= INSTRUÇÕES DE TRABALHO =
**a)** Reproduza sem alterações um trecho da entrevista: comece nas palavras "Alexander Markovics entrevista" e pare depois de "destino da multipolaridade.".
**b)** De acordo com a entrevista, o que Klaus Schwab proclama?

##### TEXTO PARA LEITURA

Alexander Markovics entrevista Leonid Savin e o interpela sobre Grande Reset, guerras híbridas, Clube de Roma, políticas neomalthusianas e o destino da multipolaridade.
Alexander Markovics: O mundo em que vivemos está mudando rapidamente. Logo após a epidemia global de coronavírus em 2020, o Fórum Econômico Mundial anunciou seu novo plano, apelidado de Grande Reset, para impulsionar a globalização e transformar a economia mundial e todas as sociedades do mundo. Um de seus pensadores, Klaus Schwab, proclama a quarta revolução industrial e promete um crescimento exponencial nunca antes visto. O que você acha das promessas de Schwab e do Fundo Monetário Internacional? Elas são baseados em fatos ou são mais um mito projetado para nos vender um novo começo na globalização? Como representante do movimento eurasiano, o que você acha das ideias do Grande Reset, da unipolaridade e da multipolaridade? Você acha que o Grande Reset tem futuro fora do Ocidente, especialmente desde a ruptura entre o Ocidente e a Rússia após a agressão da OTAN contra a Rússia e o início da operação militar russa?

##########
##### LINHAS DE DADOS

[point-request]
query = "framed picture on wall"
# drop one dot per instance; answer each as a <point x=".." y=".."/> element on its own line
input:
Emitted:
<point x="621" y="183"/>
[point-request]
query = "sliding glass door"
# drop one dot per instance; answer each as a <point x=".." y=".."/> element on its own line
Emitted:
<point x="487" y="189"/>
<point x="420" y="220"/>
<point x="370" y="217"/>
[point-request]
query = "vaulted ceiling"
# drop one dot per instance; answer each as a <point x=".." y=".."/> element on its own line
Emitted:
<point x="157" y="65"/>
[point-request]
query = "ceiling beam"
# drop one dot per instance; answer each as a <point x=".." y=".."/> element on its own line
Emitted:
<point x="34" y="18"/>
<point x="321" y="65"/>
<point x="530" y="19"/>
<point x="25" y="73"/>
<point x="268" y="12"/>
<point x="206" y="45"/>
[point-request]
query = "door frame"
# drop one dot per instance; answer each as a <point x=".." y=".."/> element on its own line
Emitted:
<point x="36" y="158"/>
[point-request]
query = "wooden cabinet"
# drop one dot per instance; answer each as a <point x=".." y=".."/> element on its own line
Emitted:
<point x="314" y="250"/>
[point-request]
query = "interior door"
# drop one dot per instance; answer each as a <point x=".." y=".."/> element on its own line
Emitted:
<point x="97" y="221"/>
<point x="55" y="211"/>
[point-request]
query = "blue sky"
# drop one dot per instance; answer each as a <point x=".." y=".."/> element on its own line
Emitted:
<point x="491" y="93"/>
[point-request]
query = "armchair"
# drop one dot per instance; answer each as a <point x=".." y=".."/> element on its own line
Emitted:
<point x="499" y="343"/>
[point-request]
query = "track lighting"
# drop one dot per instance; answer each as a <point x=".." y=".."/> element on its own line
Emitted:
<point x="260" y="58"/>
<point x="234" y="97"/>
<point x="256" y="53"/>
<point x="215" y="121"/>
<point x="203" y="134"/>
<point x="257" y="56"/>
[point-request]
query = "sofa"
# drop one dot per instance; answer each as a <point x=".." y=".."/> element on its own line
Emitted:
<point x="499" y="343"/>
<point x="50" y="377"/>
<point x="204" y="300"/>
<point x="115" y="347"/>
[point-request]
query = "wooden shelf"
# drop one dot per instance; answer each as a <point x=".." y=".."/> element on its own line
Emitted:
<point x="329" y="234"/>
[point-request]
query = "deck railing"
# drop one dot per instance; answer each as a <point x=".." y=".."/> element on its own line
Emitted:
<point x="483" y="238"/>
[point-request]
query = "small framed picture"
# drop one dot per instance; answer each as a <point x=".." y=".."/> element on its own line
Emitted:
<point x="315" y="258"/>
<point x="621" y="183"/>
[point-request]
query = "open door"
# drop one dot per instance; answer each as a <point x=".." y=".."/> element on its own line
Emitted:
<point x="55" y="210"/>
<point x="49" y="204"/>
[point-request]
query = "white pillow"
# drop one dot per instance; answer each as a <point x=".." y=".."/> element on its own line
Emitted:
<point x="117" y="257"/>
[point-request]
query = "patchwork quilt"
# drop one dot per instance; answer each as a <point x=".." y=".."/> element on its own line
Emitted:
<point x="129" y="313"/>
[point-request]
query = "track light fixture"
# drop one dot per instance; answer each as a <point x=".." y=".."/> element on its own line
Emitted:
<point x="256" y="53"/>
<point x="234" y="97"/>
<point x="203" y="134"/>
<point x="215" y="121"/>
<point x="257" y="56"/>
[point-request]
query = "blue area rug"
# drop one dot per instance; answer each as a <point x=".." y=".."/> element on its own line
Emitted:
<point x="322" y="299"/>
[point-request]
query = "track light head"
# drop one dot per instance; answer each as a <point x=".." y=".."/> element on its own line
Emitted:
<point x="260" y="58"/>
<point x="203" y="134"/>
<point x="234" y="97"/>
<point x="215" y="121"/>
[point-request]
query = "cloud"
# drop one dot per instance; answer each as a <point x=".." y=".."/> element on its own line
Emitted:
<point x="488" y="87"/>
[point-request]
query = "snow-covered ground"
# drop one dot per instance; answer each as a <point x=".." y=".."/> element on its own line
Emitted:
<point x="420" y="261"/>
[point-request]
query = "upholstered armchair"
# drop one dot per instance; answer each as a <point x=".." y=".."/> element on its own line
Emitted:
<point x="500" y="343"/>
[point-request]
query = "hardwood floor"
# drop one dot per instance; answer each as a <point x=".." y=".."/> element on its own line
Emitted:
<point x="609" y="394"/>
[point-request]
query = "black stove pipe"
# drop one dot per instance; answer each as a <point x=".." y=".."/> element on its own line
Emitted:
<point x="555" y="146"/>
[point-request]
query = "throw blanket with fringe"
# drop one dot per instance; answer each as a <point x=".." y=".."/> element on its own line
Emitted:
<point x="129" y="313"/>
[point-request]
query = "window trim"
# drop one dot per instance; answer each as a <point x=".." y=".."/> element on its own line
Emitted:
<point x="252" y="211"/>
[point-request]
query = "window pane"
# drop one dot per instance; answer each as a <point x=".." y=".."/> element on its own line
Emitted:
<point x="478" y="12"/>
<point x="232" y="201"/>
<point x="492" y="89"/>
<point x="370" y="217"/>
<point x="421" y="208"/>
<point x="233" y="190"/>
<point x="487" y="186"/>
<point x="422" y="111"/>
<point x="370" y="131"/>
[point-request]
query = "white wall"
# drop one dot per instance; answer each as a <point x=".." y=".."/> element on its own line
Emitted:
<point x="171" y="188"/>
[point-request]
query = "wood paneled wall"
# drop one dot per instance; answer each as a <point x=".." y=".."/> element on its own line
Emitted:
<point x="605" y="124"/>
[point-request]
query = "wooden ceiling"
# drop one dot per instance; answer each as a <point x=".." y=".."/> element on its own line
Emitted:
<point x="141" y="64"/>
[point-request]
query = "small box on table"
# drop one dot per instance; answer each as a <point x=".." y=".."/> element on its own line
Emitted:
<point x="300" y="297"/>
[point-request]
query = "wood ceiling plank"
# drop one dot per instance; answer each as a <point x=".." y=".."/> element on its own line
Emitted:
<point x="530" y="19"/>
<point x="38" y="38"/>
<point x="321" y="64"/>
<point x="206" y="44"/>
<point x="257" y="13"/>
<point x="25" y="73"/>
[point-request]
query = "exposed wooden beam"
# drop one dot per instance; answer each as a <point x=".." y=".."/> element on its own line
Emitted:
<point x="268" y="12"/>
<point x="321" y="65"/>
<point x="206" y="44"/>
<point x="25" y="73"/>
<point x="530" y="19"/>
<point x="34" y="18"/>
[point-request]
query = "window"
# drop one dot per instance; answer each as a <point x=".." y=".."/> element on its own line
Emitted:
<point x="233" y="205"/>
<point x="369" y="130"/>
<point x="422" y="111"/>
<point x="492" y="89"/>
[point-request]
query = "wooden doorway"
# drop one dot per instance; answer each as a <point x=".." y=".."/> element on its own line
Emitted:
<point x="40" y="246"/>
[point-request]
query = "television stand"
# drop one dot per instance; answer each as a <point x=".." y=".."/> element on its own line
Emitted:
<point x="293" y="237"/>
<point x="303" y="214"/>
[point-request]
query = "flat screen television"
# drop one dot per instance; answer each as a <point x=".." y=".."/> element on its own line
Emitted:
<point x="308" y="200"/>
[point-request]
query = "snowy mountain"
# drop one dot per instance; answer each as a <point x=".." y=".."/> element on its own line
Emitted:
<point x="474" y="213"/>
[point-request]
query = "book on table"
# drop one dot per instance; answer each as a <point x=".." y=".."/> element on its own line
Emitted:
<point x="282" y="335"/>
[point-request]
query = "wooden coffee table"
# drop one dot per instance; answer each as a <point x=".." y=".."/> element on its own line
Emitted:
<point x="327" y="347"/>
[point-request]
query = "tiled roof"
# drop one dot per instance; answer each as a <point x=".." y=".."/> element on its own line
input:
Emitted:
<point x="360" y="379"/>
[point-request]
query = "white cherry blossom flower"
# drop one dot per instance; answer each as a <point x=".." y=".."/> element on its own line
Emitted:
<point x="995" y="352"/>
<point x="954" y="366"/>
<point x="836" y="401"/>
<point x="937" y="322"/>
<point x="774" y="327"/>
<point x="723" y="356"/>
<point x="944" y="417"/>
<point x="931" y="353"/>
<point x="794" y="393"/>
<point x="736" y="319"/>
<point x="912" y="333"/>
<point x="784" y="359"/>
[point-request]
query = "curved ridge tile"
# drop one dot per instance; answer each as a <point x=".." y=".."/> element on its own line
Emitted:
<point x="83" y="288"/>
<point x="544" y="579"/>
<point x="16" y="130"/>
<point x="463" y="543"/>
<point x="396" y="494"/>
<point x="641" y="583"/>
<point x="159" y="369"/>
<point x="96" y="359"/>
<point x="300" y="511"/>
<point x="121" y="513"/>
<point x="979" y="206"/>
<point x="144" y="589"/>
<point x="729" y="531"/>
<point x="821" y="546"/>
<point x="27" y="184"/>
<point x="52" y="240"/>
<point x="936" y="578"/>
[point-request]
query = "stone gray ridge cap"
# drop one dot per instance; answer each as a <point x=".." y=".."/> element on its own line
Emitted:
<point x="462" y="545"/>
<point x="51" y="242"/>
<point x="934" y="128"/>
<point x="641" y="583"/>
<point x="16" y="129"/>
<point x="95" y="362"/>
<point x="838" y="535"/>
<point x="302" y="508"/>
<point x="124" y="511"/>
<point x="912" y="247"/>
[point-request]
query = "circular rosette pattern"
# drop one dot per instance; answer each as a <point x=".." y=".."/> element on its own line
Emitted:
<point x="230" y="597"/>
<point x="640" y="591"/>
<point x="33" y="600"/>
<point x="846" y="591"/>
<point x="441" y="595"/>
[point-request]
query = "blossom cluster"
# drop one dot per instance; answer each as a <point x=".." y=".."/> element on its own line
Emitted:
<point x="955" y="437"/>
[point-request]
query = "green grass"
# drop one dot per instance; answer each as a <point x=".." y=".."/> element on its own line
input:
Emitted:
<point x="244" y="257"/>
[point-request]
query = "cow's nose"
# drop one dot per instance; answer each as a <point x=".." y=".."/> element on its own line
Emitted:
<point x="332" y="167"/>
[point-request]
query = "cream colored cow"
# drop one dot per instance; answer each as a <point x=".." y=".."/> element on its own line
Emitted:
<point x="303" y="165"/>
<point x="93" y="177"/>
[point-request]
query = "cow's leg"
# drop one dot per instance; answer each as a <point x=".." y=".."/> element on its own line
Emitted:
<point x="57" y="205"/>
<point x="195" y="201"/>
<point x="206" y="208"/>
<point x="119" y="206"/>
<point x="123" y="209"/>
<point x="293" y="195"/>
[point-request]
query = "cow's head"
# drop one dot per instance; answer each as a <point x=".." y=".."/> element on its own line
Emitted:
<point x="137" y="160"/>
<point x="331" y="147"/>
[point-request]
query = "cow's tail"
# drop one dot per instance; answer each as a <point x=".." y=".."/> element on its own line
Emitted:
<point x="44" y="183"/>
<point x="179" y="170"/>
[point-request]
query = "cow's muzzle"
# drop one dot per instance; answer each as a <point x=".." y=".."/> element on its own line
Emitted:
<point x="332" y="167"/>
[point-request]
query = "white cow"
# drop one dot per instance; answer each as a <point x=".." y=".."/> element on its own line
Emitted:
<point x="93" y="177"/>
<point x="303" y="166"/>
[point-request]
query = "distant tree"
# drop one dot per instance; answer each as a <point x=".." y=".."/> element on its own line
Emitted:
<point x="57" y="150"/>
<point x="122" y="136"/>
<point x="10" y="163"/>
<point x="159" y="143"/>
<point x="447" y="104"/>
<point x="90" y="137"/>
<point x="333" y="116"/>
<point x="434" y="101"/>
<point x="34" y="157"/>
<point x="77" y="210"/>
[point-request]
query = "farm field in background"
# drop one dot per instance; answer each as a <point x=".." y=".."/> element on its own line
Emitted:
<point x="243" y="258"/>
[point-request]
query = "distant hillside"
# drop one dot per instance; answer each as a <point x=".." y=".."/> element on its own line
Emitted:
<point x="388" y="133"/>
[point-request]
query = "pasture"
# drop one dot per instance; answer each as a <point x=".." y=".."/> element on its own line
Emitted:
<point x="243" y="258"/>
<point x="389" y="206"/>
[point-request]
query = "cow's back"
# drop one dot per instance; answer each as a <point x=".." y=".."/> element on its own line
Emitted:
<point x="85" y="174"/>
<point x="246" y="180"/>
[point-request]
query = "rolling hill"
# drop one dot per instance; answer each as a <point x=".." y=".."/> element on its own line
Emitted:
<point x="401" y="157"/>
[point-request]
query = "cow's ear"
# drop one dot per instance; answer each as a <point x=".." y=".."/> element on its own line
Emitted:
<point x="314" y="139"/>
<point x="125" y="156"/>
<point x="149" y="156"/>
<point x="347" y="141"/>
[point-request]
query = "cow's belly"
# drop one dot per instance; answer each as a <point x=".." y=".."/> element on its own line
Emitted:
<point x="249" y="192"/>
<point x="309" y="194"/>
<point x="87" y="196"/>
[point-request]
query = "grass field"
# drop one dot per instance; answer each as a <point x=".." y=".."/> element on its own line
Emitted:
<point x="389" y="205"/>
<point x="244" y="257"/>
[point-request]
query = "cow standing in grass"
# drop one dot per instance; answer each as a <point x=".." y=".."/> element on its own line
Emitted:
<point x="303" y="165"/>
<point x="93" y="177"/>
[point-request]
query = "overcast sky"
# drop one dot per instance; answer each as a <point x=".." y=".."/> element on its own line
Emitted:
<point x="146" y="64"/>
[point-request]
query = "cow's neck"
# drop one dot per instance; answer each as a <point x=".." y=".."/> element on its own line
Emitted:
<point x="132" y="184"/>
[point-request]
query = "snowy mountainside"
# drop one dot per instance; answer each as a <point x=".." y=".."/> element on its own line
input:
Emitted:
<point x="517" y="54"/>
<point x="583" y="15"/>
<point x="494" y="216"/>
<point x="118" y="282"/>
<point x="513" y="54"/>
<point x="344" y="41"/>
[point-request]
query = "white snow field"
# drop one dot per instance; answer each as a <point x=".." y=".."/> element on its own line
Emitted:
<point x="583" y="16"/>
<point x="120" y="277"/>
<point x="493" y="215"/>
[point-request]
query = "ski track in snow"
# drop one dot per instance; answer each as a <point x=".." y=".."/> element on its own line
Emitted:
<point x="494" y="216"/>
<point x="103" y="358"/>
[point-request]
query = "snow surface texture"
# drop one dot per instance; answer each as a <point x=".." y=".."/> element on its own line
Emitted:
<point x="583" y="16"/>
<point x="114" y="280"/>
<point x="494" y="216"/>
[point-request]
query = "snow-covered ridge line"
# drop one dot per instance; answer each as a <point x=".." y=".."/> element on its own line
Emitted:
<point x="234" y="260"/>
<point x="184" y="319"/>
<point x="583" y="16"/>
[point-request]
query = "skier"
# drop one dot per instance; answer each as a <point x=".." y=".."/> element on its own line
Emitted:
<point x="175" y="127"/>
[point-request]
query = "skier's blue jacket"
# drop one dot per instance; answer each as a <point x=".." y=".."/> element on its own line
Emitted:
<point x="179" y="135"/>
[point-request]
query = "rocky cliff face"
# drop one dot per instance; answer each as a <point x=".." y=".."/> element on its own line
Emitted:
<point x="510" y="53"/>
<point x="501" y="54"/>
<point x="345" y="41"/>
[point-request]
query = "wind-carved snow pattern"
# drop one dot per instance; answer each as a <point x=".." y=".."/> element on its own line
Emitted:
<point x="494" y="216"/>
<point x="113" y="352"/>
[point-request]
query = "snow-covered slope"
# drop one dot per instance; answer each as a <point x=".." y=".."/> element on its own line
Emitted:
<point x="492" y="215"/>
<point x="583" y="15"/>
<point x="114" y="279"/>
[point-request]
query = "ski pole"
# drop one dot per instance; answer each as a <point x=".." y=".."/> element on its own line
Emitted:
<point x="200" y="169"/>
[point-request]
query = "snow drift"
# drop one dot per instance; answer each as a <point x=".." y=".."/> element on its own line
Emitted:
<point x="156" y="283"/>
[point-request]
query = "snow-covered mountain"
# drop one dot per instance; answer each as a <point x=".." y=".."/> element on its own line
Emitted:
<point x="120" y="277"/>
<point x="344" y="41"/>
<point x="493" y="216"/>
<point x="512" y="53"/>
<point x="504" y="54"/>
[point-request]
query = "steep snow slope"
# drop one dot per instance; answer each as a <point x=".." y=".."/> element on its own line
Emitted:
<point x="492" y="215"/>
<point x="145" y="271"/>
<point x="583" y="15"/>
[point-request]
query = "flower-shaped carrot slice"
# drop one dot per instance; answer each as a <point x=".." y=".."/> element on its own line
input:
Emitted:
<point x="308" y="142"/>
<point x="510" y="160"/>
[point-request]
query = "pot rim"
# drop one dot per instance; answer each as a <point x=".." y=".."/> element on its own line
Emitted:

##########

= LISTA DE RESPOSTAS =
**a)**
Alexander Markovics entrevista Leonid Savin e o interpela sobre Grande Reset, guerras híbridas, Clube de Roma, políticas neomalthusianas e o destino da multipolaridade.

**b)** Klaus Schwab proclama a quarta revolução industrial.